WHAT THE EXERCISE ASKS: Quote these items word for word, keeping every line in its original order.

Pointing dataset excerpts
:::
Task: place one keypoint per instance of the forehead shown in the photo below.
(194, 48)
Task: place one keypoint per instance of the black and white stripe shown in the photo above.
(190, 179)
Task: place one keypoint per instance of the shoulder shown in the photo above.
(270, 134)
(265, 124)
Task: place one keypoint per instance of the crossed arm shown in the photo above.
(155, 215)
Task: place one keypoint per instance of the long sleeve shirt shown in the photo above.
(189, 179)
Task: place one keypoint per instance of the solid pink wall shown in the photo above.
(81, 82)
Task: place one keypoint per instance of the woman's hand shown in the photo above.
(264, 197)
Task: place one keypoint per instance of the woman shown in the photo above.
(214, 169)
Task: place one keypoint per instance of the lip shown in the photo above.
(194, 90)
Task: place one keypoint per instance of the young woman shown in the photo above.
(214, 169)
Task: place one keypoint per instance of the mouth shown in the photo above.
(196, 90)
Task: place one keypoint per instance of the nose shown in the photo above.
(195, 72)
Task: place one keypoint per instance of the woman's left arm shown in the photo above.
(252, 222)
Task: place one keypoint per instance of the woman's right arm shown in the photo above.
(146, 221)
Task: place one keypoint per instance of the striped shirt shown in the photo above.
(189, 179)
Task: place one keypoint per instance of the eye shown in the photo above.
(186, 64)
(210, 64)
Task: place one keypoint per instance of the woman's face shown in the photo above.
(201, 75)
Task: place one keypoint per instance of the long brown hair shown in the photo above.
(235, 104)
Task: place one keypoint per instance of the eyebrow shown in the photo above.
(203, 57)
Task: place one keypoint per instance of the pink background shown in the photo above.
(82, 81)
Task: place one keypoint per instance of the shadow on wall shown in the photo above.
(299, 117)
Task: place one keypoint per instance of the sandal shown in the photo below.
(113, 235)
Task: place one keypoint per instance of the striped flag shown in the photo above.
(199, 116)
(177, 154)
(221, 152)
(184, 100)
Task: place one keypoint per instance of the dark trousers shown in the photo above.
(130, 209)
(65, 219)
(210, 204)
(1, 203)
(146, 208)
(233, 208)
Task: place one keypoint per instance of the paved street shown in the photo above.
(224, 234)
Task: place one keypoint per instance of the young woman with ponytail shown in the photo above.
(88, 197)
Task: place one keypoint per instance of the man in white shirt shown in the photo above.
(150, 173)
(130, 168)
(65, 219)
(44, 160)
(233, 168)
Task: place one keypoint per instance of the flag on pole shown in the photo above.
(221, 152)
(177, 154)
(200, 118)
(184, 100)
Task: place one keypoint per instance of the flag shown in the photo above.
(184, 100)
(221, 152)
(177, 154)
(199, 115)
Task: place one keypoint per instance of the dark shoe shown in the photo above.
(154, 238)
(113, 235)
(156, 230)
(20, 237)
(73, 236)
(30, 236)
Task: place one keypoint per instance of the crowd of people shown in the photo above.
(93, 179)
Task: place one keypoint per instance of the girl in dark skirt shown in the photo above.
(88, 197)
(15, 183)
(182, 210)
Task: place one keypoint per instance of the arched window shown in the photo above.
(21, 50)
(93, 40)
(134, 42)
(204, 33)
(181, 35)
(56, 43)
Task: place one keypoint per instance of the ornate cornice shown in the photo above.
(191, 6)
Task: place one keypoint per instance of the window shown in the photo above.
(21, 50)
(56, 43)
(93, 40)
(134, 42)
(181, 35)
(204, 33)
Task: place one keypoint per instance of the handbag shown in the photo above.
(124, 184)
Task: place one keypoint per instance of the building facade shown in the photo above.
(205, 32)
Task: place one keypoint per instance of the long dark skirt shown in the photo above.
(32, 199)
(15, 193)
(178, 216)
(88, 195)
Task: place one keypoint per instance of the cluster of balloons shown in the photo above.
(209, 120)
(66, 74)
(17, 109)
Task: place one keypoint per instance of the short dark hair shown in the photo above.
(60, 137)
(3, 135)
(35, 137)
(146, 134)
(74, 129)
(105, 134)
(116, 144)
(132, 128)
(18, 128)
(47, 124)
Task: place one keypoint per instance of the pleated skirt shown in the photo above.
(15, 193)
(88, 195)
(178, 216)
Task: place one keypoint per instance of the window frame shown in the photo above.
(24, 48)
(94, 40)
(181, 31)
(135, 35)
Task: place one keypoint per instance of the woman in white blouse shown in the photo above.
:::
RIGHT ANSWER:
Task: place one keypoint per instance of the forehead shown in the photo below.
(194, 48)
Task: place one keypoint per instance of the black and white stripe shown in the photo above.
(190, 179)
Task: place one keypoint per instance of the shoulder shown in the photo above.
(270, 134)
(265, 124)
Task: place one keypoint per instance of the crossed arm shown in the photo above.
(155, 215)
Task: place one keypoint per instance of the long sleeve shirt shown in the photo above.
(189, 179)
Task: place one keypoint per instance of the solid pink wall shown in the photo above.
(81, 82)
Task: place one keypoint per instance of the woman's hand shown in the photo above.
(264, 197)
Task: place one keypoint per instance of the woman shown in the photo above.
(214, 169)
Task: place one keypoint per instance of the lip shown in the photo above.
(194, 90)
Task: place one keypoint per instance of the young woman shown in the photo above.
(214, 169)
Task: place one keypoint per instance of the mouth shown in the photo above.
(196, 90)
Task: place one keypoint per instance of the nose shown in the photo above.
(195, 72)
Task: place one keypoint per instance of the woman's left arm shown in the photo above.
(252, 222)
Task: place one keypoint per instance of the woman's right arm shown in the photo above.
(146, 221)
Task: place one keypoint per instance of the striped shirt shown in the photo above.
(189, 179)
Task: place one keypoint per instance of the eye shown in the photo above.
(186, 64)
(210, 64)
Task: place one keypoint per instance of the woman's face shown in the photo above.
(201, 75)
Task: place one keypoint per instance of the long brown hair shown in the photo above.
(235, 104)
Task: place one keypoint per instance of the eyebrow shown in the photo above.
(203, 57)
Task: place one keypoint per instance of the pink background shown in the photo above.
(82, 81)
Task: place one keypoint per instance of the shadow on wall shown in the photo above.
(299, 117)
Task: place one keypoint per instance of the sandal shown in the photo below.
(113, 235)
Task: place one keypoint per instance of the striped flag shown in the photo above.
(199, 116)
(177, 154)
(221, 152)
(184, 100)
Task: place one keypoint per instance of the dark trousers shown in the photo above.
(130, 209)
(65, 219)
(210, 204)
(1, 203)
(146, 208)
(233, 208)
Task: place one keypoint per instance of the paved street shown in the photo above.
(224, 234)
Task: place one keypoint per instance of the young woman with ponytail shown in the photo above.
(88, 197)
Task: place one keypoint per instance of the man in white shirt shown in the photo above.
(150, 173)
(130, 168)
(65, 219)
(44, 160)
(233, 168)
Task: place one keypoint per instance of the flag on pole shown in the photo above.
(221, 152)
(177, 154)
(200, 118)
(184, 100)
Task: place one keypoint per instance of the flag shown in the photo above.
(184, 100)
(221, 152)
(177, 154)
(199, 115)
Task: place one keypoint per instance of the dark shoe shown in the photo above.
(154, 238)
(113, 235)
(156, 230)
(20, 237)
(73, 236)
(30, 236)
Task: place one keypoint per instance of the crowd of people shown in the photo above.
(93, 179)
Task: place one keypoint per instance of the girl in dark skirt shown in the photo above.
(88, 197)
(15, 183)
(182, 210)
Task: place one keypoint per instance of the arched window shown in the photo above.
(21, 50)
(93, 40)
(134, 42)
(204, 33)
(181, 35)
(56, 43)
Task: place one keypoint per instance of the ornate cornice shown in the photo above.
(191, 6)
Task: place one keypoint per instance of the window shown in the photo above.
(21, 50)
(56, 43)
(93, 40)
(134, 42)
(181, 35)
(204, 33)
Task: place one keypoint per instance of the handbag shown in the photo above.
(124, 184)
Task: place one keypoint per instance of the building facade shown in the photo above.
(205, 32)
Task: place one keypoint per instance of the long dark skirt shown in the photo above.
(32, 199)
(15, 193)
(178, 216)
(88, 195)
Task: place one keypoint per instance of the cluster of balloons shown in the photo above.
(209, 120)
(66, 74)
(17, 109)
Task: place one keypoint per instance of the short dark hair shown in the photo above.
(60, 137)
(3, 135)
(35, 137)
(146, 134)
(74, 129)
(105, 134)
(116, 144)
(132, 128)
(18, 128)
(47, 124)
Task: place one keypoint per instance of the pleated skirt shown in the photo above.
(15, 193)
(88, 195)
(178, 216)
Task: place one keypoint per instance of the window frame shown in the photo above.
(24, 48)
(94, 40)
(181, 31)
(135, 35)
Task: place one keypoint per instance of the woman in white blouse shown in the photo above.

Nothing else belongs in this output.